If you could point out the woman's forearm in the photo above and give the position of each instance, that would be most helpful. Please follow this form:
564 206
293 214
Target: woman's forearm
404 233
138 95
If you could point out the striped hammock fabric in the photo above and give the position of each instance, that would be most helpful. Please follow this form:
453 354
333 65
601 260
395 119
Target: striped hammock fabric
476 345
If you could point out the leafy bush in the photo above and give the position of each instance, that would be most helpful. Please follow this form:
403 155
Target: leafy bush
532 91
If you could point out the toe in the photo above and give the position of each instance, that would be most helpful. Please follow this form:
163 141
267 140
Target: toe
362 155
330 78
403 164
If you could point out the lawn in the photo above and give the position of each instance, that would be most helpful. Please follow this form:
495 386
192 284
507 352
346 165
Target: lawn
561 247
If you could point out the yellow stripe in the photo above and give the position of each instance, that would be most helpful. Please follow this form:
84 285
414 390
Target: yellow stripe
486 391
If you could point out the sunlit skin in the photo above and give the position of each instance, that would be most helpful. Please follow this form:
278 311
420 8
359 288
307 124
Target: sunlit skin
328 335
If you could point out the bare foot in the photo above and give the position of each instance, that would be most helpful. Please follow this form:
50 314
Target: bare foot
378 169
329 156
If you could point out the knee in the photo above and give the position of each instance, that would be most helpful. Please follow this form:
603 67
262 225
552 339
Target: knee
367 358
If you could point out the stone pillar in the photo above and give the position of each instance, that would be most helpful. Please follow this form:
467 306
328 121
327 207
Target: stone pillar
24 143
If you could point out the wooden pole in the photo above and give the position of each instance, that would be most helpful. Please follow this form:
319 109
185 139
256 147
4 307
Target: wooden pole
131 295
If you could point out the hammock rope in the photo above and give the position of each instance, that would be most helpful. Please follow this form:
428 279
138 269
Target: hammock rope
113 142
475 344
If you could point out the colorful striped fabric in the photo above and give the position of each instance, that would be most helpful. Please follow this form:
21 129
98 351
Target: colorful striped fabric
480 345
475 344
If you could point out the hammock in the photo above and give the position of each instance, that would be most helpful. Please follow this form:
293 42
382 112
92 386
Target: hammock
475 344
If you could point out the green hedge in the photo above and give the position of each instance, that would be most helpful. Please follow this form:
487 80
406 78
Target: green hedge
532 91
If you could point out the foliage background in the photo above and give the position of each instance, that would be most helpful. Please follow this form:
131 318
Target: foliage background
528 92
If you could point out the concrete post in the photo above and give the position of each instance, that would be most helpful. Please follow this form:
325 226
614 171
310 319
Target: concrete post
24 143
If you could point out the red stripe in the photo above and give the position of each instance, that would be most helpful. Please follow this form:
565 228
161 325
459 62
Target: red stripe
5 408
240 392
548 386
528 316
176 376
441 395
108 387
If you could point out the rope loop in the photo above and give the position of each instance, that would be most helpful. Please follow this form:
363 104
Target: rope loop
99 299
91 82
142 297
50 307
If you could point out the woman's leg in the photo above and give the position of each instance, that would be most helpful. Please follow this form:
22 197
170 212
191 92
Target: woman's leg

-------

- PROBLEM TO WORK ON -
Make an exact copy of the lines running from the one with "Target: green hedge" to the last line of the listing, including both ends.

- SOLUTION -
Target: green hedge
532 91
If you could point out the foliage background in the photo above and give the position of each instance, that would be most helpful. Please follow this form:
131 318
Target: foliage background
528 92
If you could point out the concrete post in the photo above and give the position of each instance, that would be most helpful. Please follow this form:
325 226
614 171
310 319
Target: concrete post
24 143
If you could point out the red stripe in the photo above and give the position of each instance, that would be most helpful. Please follow this form:
565 228
161 325
459 62
Target: red stripe
5 408
240 392
548 386
528 316
176 376
441 395
108 387
If you could point out the rope loop in the photo above and give the position of each instance, that would be most helpful. Please follow this form:
363 104
Target: rope loop
99 299
91 82
142 297
50 307
If you could point out the woman's leg in the photo above and give the position of each instance, that would be most helpful. Please follow this form:
22 197
170 212
191 92
Target: woman's leg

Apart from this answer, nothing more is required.